• **Source document**:

· · · · · · ·

# No sump will i be ok?????



## Tony_3a (May 7, 2010)

Ok im starting a reef tank, but i have the fluval osaka 70 gallon so a sump wasnt really a option. Im just kind of worried, using a decent hang-on skimmer will i be ok? or is it going to be a lot more work for me to do this.

Thanks a lot
tony


----------



## hslee (Apr 29, 2010)

You should be fine. Things like heaters (if needed) can go in the tank itself, and as long as there's enough flow from powerheads and live rock for filtration, there's no reason you can't have a healthy tank without a sump - just have to stick to a regular cleaning schedule, same as if you had a sump 

Main benefits of sump is to add more water volume (more of a benefit for smaller tanks, imo), keep more things out of the main tank (heaters, skimmer, etc.) and for things like auto top off, calc reactor or whatever else they might to set up. There are workarounds for most if not all of those without using a sump though, so as you discover additional tank needs, you should be able figure out how to make it work


----------



## Tony_3a (May 7, 2010)

ok thanks, i was quite worried, but i guess it makes sense thanks!


----------



## hslee (Apr 29, 2010)

· · · · · · ·

• **Challenge 1**: List the benefits of a sump that hslee gives in the reef tank thread.
• **Challenge 2**: Carry the reef tank thread on from the point where it stops.

· · · · · · ·

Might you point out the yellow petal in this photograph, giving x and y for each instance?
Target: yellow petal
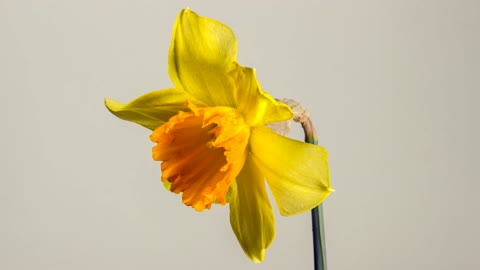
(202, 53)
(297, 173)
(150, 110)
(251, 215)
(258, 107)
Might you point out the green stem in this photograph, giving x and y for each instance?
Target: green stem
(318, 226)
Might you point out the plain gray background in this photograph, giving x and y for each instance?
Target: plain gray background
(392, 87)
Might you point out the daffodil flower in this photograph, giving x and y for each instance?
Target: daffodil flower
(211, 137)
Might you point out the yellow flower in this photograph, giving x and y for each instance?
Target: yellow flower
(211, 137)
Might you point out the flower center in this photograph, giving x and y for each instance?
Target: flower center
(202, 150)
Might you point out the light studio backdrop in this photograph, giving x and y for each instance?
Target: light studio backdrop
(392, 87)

· · · · · · ·

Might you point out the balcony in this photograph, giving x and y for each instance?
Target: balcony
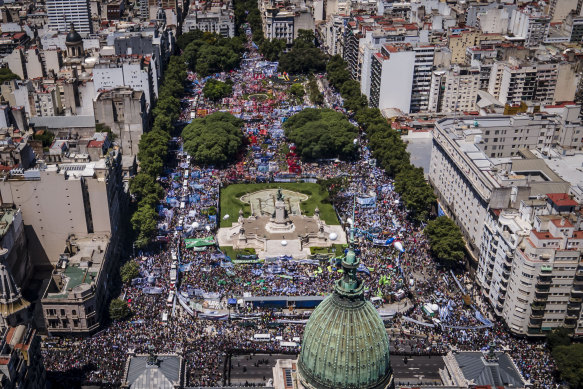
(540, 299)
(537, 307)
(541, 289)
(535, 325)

· · · · · · ·

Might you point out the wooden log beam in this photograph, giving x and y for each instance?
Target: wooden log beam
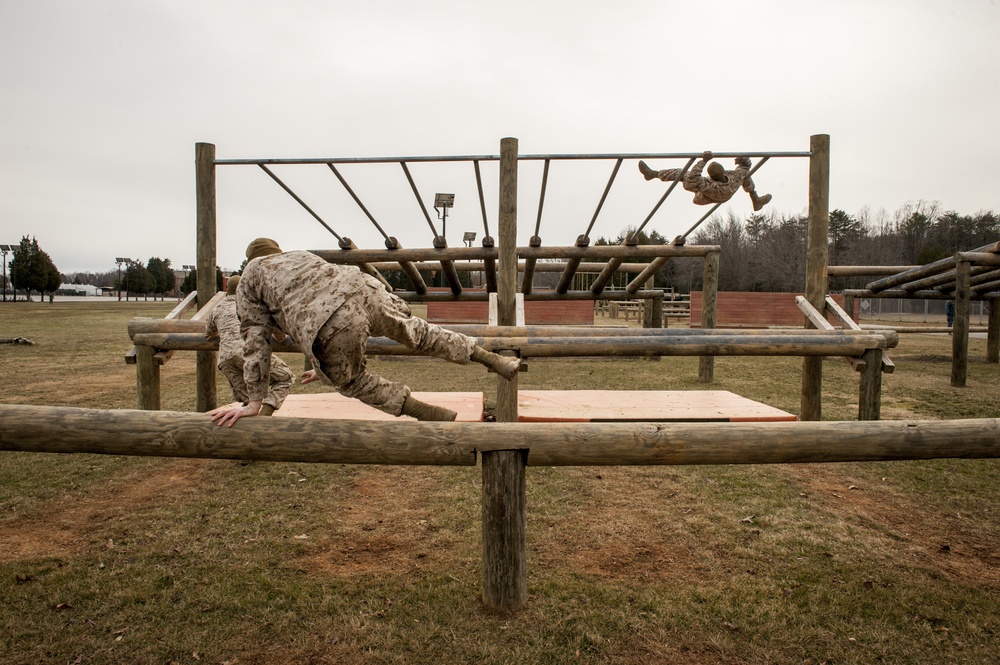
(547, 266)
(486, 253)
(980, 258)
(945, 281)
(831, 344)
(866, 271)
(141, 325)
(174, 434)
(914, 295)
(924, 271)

· · · · · · ·

• **Exercise response 1**:
- Adding more water volume
- Keeping more things, such as heaters and the skimmer, out of the main tank
- Room for things like an auto top off or a calc reactor

• **Exercise response 2**:
One other thing to note is that many people like to keep chaeto algae in the fuge section of their sump for nutrient exportation (keeps nuisance algae down in the display tank) - for this there are HOB fuge options as well (people have modified AC filters to make their own or you could just buy ones from CPR)


----------



## Tony_3a (May 7, 2010)

I have a fluval 405 should i put some stuff in that? for extra filtration? Right now i just have the stuff in it that it came with, someone else before mentioned putting some live rock in it or something???


----------



## whatigot (Apr 30, 2010)

I used to run a 32 gallon bowfront sumpless.
It was heavily stocked and my first non all in one (biocube/aquapod) salt water aquarium.

The osakas make gorgeous reefs, I run a 95 gallon seamless bowfront myself though so maybe I'm biased.

The Fluval is essentially a sump in many ways, it adds a little water volume and you can hide various additives to it.

I modded a rena xp1 that I drilled a hole in and put the heater in there and siliconed around the hole to hide my heater.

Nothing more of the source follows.